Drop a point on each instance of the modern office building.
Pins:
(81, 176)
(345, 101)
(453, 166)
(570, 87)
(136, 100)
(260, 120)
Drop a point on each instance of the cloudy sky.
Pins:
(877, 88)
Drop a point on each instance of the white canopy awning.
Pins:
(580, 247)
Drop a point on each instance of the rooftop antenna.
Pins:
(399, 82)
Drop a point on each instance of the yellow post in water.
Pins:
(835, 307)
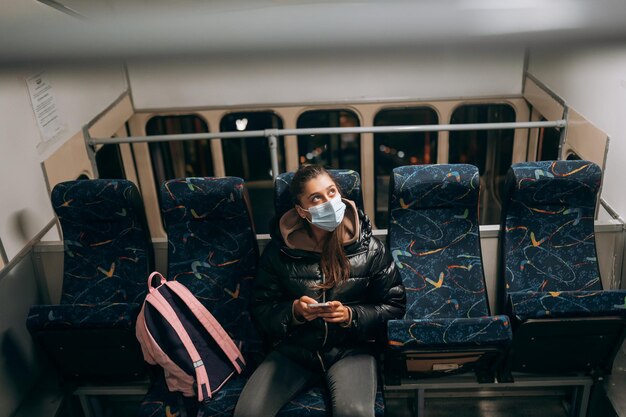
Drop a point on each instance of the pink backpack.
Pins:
(178, 333)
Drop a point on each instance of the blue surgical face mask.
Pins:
(328, 215)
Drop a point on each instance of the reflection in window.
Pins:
(249, 158)
(397, 149)
(548, 143)
(336, 151)
(179, 159)
(490, 150)
(109, 162)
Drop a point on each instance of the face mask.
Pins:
(328, 215)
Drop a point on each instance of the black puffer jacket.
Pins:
(374, 292)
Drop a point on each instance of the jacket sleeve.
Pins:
(271, 306)
(386, 298)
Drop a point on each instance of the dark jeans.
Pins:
(351, 382)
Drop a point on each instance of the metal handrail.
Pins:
(272, 134)
(326, 131)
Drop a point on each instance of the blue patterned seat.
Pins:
(107, 259)
(212, 250)
(434, 239)
(549, 280)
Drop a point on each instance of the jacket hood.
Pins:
(292, 232)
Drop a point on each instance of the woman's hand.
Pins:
(335, 313)
(302, 310)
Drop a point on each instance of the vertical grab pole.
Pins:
(273, 144)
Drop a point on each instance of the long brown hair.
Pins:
(334, 263)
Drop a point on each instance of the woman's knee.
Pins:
(354, 409)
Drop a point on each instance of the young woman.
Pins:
(325, 289)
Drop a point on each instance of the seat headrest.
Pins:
(349, 183)
(202, 198)
(434, 186)
(96, 200)
(574, 183)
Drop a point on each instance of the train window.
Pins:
(397, 149)
(109, 162)
(179, 159)
(490, 150)
(337, 151)
(249, 158)
(548, 143)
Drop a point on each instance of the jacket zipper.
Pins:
(321, 361)
(323, 301)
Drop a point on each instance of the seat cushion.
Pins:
(159, 402)
(548, 241)
(534, 305)
(427, 333)
(66, 316)
(434, 239)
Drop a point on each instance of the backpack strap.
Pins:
(161, 281)
(163, 307)
(209, 322)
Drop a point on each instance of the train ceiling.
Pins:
(100, 29)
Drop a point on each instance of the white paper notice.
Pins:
(44, 106)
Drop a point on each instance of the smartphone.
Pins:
(314, 305)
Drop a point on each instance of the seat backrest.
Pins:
(547, 240)
(349, 183)
(212, 247)
(434, 239)
(108, 250)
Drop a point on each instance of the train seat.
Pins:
(549, 283)
(212, 250)
(434, 238)
(108, 254)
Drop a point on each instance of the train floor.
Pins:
(610, 401)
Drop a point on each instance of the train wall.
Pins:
(411, 74)
(592, 81)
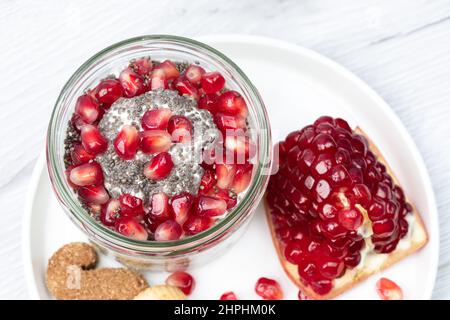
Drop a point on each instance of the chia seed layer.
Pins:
(126, 176)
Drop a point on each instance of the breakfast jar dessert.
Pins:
(159, 148)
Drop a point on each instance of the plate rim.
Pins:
(299, 50)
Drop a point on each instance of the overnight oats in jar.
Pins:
(159, 150)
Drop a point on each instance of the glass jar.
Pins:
(172, 255)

○ ○ ○ ○ ○

Where pictures sit among the data above, omit them, and output the rest exactly.

Drop a point on each instance of the modern office building.
Pins:
(81, 176)
(345, 101)
(453, 166)
(570, 87)
(136, 100)
(260, 120)
Drop a point on each instance of the cloudy sky.
Pins:
(877, 88)
Drop a point on each instance of the white canopy awning.
Pins:
(580, 247)
Drop a point on each instance of the rooftop antenna.
Pins:
(399, 82)
Drop a point on each instance of the yellow post in water.
Pins:
(835, 307)
Drop a point on each instance of the pink backpack.
Pins:
(178, 333)
Drop a point on each instance of the blue surgical face mask.
Pins:
(328, 215)
Drop a point on each instance of the reflection in window.
Pins:
(249, 158)
(397, 149)
(548, 143)
(336, 151)
(179, 159)
(490, 150)
(109, 162)
Drop a point on each instance of the face mask.
Pins:
(328, 215)
Drop a point on each instance of the black puffer jacket.
Pins:
(374, 292)
Drop a point on each instance of the jacket sleeve.
Pins:
(271, 306)
(386, 298)
Drop a point on each instance of the dark jeans.
Pins:
(351, 382)
Drop a point on each instance of the metal handrail.
Pins:
(272, 134)
(326, 131)
Drop a point on each instance of the blue patterned seat.
Pins:
(107, 259)
(212, 250)
(434, 239)
(549, 280)
Drop a point on each instance of the jacket hood.
Pins:
(292, 232)
Drop a point on each instance of the woman's hand.
Pins:
(335, 313)
(302, 310)
Drop a point on each instance of the vertical grab pole.
Pins:
(273, 144)
Drop a point on each instance of the long brown hair.
Pins:
(334, 263)
Drop a point on each instance of the woman's knee.
Pins:
(354, 409)
Drop a point on each instance of the young woman.
Pins:
(325, 289)
Drop a point on each instance of the seat headrest.
Pins:
(349, 183)
(202, 198)
(434, 186)
(96, 200)
(574, 183)
Drop a point on each instance of the train window.
Pins:
(397, 149)
(109, 162)
(179, 159)
(490, 150)
(337, 151)
(249, 158)
(548, 143)
Drop a point on each instance of the jacket zipper.
Pins:
(321, 361)
(323, 301)
Drop a point on each instance of the seat cushion.
Pins:
(159, 402)
(548, 241)
(534, 305)
(427, 333)
(66, 316)
(434, 239)
Drop a point on each instance of the backpack strap.
Pins:
(161, 281)
(163, 307)
(209, 322)
Drop a point on each instance of the train ceiling.
Pins:
(100, 29)
Drop a point on each instance of the white paper notice.
Pins:
(44, 106)
Drop a point on each instance of the smartphone.
Pins:
(314, 305)
Drop a point on each instance of the seat backrest.
Pins:
(547, 240)
(349, 183)
(212, 247)
(434, 239)
(108, 250)
Drop a point on each instance of the train seat.
Pins:
(549, 283)
(212, 250)
(434, 238)
(108, 254)
Drop a point on each instance of the train floor.
Pins:
(610, 401)
Drop a point on each instance of the train wall.
Pins:
(411, 74)
(592, 81)
Drop a point on each instance of the chia seed layer.
Pins:
(126, 176)
Drop a point on each instance of the breakfast jar dessert.
Pins:
(159, 148)
Drop a point on each instance of the plate rim.
Pins:
(299, 50)
Drop a point on each instance of the overnight oats in jar.
Pins:
(159, 150)
Drop a point on each instance of the glass jar.
Pins:
(172, 255)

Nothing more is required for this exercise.